* _Your tasks_
**a)** List each of the nicknames for Commander Shepard that the Mass Effect 3 review gives.
**b)** Write the next part of the Mass Effect 3 review, picking up after its last sentence.

* _Passage shown_
— START —

Game Pile: Mass Effect III

Endings are weird.

As game players, we’re encouraged to end things – end lists of things, end enemies, and end plot events in aid of progressing from ending to ending to the last ending, the big ending, the ending we’re going to totally think is worth it. Sometimes, an ending will just set up another ending, such as with Mass Effect 1‘s conclusion setting up the story for Mass Effect 2. Sometimes, you have to end a big thing, like a trilogy of space operas, and when that happens, you had best have quite an impressive ending indeed, no?

This review was written by two men. One was a man playing a pretty good, enjoyable game, Mass Effect 3. One of them had just finished playing this awful science fiction game, Mass Effect 3.

In It, Out Of It
Mass Effect 3 is the grand finale in Bioware’s magnum opus of space-borne role-playing game fun, where you don either the soft velvet glove or the iron-heeled jackboot of Commander ‘So Nice Kittens Look Up To Me’ Shepard, or ‘Gets The Job Done As A Person On The Edge And That’s How Things Go In The Space Streets, MAN,’ Shepard, or likely ‘I Couldn’t Resist Punching That Guy Several Times But I’m Paragon Mostly, Honest’ Shepard. If you played Mass Effect 2, then mechanically, there’s almost nothing changed: There are still interrupts for cut-scenes, there’s still two squadmates you’ll forget about all the time, and there is still a never-ending field of reasonable excuses for chest high walls of varying degrees of effectiveness. Enemies still have three basic flavours of responses to damage, and powers still behave in that lovely jenga-style way that can be set up for combos, or, if you’re like me, brute-forced with a sniper rifle or a shotgun. Differentiating them from the previous game is the addition of a heavy melee attack, which means charging into a Krogan and smashing his snout off is actually something that looks as impressive as it is. The interface isn’t changed much, the storytelling devices aren’t changed much. That’s fine, Mass Effect 2 was fantastic, so it’s not like the devices impeded it any.

— END —

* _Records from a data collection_
— START —

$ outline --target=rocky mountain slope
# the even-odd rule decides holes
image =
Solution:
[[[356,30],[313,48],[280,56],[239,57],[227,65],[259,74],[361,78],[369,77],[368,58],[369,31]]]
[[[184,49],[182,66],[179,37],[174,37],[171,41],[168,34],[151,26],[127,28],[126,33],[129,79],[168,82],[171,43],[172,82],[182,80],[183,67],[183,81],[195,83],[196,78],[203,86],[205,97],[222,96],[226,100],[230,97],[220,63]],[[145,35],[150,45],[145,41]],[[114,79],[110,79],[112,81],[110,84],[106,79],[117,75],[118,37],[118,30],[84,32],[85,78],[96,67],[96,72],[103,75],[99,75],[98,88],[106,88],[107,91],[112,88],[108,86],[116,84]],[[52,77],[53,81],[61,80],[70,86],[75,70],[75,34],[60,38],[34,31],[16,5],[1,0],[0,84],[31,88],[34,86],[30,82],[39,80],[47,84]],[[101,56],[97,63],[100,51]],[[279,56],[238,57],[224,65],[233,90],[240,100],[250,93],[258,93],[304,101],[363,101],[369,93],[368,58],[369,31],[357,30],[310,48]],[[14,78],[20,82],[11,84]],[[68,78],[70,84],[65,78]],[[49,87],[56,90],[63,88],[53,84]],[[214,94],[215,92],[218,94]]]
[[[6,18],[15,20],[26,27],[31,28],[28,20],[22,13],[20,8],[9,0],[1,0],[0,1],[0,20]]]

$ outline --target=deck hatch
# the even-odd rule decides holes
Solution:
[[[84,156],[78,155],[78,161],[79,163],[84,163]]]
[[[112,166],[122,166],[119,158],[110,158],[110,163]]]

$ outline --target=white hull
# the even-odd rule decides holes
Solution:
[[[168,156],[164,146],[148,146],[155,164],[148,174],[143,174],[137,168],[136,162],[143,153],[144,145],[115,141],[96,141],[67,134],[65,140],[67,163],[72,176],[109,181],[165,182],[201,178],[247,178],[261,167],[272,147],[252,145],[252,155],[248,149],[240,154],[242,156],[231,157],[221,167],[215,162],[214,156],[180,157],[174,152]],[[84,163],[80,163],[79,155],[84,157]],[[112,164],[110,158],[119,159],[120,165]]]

— END —

* _Task answers_
**a)**
- So Nice Kittens Look Up To Me
- Gets The Job Done As A Person On The Edge And That's How Things Go In The Space Streets, MAN
- I Couldn't Resist Punching That Guy Several Times But I'm Paragon Mostly, Honest

**b)**
What we then have to look towards is theme and story. Mass Effect 1 was flawed but put itself in an interesting world built around mysteries. The strength of Mass Effect 2 was characterisation. Mass Effect 3, as the third part in this arc, wanted to build itself around conclusion.

I approached this review with the other two games already done, their reviews written. I wanted to make sure that I gave as honest a summary of this game as I could, knowing that the end of any storytelling expedition can sour the whole experience previously. I also know that I, personally, am a story-driven person: Sometimes, the narrative a game doesn’t state can be enough to buoy me through it, or problems in a storytelling device can ruin my enjoyment of otherwise acceptable games. Mass Effect 3 is a game renowned for having a bad ending, and I wanted to ensure I didn’t let that sour me.

This is a good decision. If I were to sit down and talk about the flaws of Mass Effect 3’s ending, I probably would generate two thousand words of complaining, none of which would illuminate the issue at all. I think it would continue a flawed perspective on a game that’s 90% good – but set up to make sure its worst part is right in your face.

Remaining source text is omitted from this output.